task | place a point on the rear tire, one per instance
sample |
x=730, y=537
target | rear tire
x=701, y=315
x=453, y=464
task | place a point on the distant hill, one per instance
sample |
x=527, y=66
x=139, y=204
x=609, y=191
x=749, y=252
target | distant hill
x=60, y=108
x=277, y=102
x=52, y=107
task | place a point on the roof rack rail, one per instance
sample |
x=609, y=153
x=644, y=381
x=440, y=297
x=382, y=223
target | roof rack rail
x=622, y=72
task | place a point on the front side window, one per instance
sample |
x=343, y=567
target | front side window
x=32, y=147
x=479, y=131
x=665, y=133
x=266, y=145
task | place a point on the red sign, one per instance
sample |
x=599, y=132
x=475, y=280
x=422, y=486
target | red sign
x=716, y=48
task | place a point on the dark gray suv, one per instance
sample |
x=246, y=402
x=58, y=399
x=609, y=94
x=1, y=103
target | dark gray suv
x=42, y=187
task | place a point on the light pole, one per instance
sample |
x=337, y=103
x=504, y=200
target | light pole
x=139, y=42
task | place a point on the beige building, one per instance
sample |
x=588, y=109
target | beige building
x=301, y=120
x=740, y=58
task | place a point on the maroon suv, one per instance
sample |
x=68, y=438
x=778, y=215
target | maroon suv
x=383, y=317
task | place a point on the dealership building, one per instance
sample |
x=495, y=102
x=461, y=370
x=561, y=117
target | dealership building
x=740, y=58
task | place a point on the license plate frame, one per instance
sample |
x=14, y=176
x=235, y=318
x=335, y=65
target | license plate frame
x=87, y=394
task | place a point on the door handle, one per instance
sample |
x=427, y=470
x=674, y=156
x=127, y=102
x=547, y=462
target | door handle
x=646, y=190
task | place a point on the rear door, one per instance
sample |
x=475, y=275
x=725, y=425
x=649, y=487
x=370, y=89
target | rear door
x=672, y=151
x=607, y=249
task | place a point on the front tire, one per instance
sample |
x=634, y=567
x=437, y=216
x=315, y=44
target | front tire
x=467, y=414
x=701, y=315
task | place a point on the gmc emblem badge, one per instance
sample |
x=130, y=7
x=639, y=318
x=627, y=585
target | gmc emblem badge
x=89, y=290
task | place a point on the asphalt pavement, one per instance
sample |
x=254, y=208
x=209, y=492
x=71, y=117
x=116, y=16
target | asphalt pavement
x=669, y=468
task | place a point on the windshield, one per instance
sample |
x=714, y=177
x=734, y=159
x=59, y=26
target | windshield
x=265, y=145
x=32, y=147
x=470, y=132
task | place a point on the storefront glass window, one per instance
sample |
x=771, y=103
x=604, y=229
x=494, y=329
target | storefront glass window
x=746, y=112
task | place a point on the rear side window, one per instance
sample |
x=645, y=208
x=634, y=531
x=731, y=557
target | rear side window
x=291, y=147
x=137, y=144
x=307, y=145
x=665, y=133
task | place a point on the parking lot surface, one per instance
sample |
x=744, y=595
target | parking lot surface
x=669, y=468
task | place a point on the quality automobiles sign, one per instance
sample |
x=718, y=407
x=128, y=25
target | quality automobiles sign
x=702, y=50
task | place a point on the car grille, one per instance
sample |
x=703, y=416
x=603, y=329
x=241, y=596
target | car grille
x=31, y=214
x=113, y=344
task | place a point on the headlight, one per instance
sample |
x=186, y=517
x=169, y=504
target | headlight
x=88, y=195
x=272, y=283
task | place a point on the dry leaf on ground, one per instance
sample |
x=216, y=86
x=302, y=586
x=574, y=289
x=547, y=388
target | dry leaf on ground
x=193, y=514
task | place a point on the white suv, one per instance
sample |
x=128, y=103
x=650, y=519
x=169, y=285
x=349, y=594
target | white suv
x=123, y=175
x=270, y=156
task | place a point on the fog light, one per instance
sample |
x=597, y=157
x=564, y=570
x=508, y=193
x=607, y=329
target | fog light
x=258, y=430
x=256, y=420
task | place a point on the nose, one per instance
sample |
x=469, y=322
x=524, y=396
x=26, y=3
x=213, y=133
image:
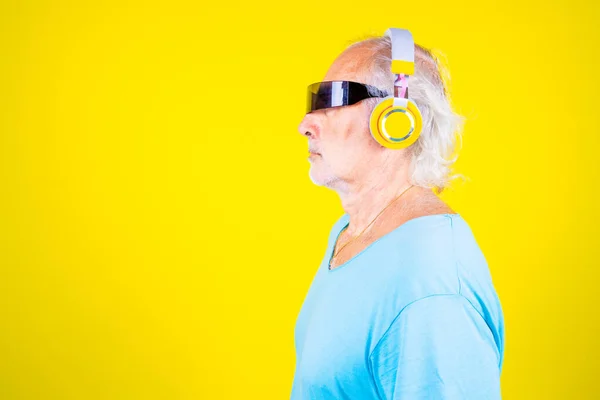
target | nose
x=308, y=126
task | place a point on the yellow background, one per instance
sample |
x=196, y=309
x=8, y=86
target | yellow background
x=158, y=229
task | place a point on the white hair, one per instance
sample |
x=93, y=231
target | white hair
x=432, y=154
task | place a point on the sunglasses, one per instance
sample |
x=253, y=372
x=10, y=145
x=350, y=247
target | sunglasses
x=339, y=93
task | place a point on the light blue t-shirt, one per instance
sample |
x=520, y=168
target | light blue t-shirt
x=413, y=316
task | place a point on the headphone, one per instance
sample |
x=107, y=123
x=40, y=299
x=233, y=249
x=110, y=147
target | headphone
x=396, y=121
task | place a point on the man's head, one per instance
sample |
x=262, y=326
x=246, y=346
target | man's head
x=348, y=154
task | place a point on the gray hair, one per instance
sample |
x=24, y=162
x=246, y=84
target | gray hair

#####

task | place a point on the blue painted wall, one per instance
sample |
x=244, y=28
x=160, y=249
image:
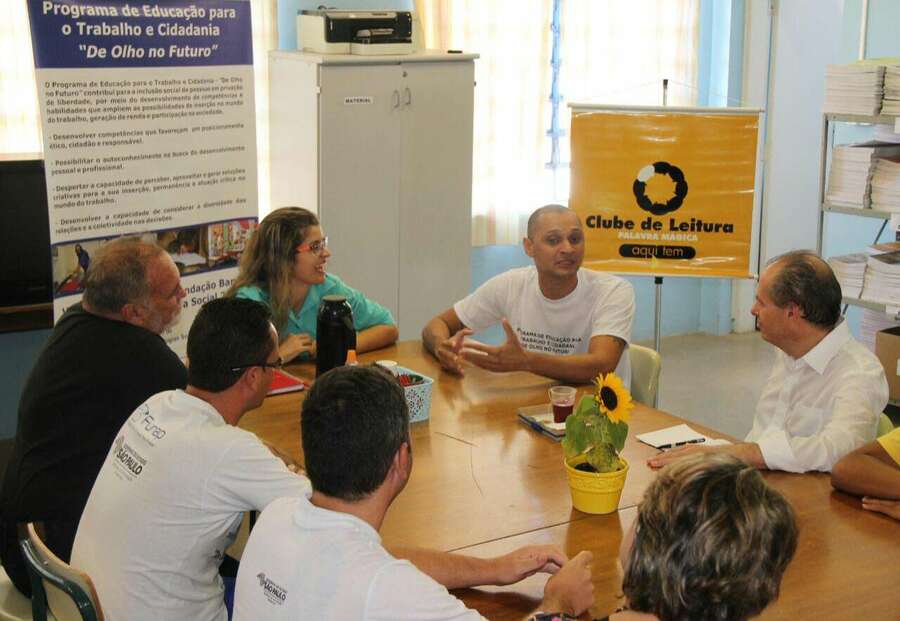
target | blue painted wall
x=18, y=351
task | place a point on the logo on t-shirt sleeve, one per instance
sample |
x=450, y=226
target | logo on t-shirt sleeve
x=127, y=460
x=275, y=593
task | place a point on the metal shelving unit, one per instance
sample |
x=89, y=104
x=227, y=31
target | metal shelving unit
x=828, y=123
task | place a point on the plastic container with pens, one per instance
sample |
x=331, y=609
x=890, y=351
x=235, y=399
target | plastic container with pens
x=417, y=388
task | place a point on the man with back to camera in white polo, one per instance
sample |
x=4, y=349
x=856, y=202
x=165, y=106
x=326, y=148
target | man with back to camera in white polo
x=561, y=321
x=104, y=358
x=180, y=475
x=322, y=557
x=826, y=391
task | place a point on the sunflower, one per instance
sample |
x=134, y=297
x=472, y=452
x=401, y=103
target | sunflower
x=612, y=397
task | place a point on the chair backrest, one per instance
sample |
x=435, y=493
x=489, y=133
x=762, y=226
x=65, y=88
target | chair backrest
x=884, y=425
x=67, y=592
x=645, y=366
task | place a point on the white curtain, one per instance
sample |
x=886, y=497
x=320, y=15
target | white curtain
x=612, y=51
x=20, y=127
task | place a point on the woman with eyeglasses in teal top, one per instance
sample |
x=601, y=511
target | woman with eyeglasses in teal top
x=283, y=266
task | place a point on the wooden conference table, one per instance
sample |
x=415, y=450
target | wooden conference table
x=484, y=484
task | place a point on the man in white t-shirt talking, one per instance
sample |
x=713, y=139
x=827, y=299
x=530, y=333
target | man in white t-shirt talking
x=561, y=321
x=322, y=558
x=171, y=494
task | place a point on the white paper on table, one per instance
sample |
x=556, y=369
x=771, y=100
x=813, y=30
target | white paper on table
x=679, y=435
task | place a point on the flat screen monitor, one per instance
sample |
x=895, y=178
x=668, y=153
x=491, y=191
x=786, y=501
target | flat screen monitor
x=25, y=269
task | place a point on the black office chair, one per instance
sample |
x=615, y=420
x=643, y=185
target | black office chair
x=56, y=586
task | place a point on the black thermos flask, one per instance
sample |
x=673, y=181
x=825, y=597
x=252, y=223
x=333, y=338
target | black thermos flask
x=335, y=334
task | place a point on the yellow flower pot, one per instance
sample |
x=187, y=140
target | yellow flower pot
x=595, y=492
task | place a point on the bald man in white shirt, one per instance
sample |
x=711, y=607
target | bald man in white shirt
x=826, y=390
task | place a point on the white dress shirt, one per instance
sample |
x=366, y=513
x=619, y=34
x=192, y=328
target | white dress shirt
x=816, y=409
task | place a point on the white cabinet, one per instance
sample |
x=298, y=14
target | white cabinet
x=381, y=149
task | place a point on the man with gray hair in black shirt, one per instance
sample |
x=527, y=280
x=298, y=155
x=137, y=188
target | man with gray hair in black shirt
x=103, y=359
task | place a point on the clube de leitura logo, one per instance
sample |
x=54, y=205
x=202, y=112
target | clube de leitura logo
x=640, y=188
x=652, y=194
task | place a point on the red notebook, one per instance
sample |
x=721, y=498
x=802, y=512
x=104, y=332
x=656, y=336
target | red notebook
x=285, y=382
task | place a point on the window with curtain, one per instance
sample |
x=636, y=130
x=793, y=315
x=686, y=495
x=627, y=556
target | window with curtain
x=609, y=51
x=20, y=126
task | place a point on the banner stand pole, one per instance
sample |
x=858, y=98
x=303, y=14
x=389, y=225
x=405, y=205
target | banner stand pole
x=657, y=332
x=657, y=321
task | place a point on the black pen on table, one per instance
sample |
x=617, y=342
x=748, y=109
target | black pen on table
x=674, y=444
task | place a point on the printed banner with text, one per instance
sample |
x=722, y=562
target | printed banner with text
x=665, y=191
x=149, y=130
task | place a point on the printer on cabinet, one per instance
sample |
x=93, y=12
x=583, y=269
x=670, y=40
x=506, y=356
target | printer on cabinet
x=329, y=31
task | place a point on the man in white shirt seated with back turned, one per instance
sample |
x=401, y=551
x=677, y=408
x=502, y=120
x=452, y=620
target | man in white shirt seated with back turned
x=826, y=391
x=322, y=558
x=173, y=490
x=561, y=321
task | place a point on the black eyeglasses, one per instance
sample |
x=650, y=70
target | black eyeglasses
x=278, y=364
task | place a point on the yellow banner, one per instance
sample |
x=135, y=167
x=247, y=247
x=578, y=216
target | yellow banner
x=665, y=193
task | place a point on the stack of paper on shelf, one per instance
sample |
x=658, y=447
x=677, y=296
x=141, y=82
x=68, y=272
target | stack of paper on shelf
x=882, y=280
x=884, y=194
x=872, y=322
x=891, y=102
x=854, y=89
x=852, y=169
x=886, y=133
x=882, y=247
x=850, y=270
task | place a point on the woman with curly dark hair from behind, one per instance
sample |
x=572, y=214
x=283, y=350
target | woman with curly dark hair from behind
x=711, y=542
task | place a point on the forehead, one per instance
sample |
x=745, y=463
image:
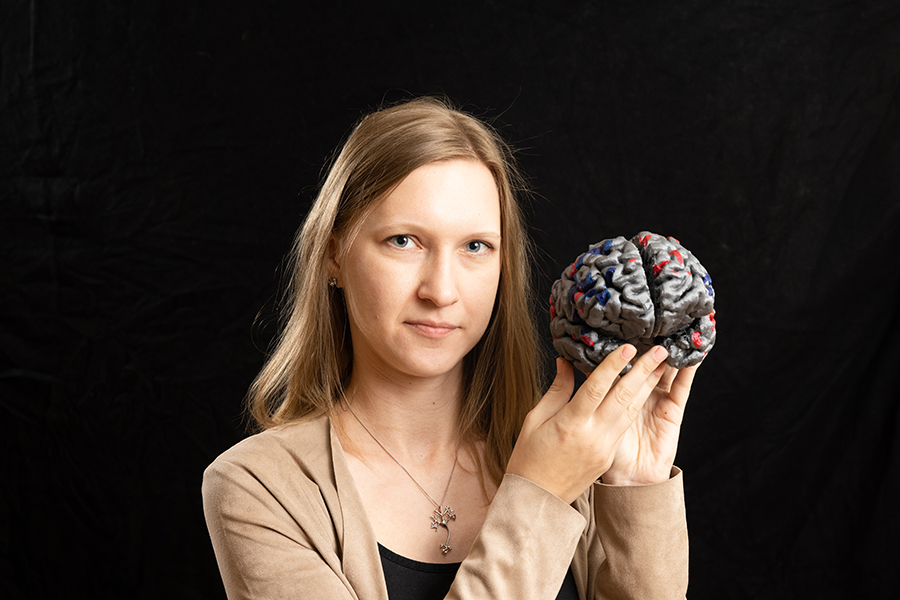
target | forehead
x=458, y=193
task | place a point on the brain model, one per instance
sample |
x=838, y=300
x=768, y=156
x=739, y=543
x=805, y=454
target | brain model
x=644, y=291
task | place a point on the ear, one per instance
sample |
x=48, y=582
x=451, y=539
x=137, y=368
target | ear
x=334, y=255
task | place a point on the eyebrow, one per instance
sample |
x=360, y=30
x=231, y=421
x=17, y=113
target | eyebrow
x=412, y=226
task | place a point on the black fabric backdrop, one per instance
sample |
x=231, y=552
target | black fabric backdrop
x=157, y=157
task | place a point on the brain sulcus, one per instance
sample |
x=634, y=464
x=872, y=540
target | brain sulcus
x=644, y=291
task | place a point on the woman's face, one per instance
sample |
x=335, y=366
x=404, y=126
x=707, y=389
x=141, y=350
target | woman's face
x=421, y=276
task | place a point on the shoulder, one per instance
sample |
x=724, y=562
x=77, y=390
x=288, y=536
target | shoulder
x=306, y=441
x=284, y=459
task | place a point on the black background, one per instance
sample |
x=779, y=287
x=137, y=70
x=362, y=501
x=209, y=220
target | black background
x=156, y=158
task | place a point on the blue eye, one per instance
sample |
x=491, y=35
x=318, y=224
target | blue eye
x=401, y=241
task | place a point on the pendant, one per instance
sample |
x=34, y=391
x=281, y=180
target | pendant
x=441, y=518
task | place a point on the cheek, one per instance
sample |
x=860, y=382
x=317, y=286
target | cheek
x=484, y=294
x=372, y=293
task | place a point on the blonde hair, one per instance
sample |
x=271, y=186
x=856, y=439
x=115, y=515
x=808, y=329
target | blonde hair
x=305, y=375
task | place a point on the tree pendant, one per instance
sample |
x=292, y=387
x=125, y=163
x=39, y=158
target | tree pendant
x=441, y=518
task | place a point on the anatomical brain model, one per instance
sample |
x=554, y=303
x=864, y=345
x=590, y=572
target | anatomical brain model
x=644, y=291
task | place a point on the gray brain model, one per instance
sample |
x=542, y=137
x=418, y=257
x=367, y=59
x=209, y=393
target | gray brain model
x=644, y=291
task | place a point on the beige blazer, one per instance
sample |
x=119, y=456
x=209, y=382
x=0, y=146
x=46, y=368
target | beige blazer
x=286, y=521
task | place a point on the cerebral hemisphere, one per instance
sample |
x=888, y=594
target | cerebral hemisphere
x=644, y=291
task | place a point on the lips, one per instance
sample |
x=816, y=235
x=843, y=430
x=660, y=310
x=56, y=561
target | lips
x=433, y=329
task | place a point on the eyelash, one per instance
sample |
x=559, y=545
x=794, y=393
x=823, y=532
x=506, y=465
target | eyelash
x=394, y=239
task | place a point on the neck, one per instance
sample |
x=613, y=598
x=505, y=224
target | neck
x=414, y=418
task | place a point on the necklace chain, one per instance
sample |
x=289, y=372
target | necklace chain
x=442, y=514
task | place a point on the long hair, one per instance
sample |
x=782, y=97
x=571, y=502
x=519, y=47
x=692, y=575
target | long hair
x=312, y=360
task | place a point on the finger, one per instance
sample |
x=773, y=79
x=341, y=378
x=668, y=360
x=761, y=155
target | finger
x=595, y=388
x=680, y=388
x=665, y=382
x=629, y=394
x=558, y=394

#####

### TASK GOAL
Copy out again, unchanged, the part of the items that opens with the line containing "task | place a point on the dry" and closes with the line containing "x=270, y=156".

### THE OUTPUT
task | place a point on the dry leaf on ground, one per instance
sample |
x=216, y=86
x=302, y=586
x=574, y=289
x=547, y=388
target | dry leaf on ground
x=193, y=514
task | place a point on the white suv, one per instance
sample |
x=128, y=103
x=650, y=519
x=169, y=285
x=349, y=594
target | white suv
x=123, y=175
x=270, y=156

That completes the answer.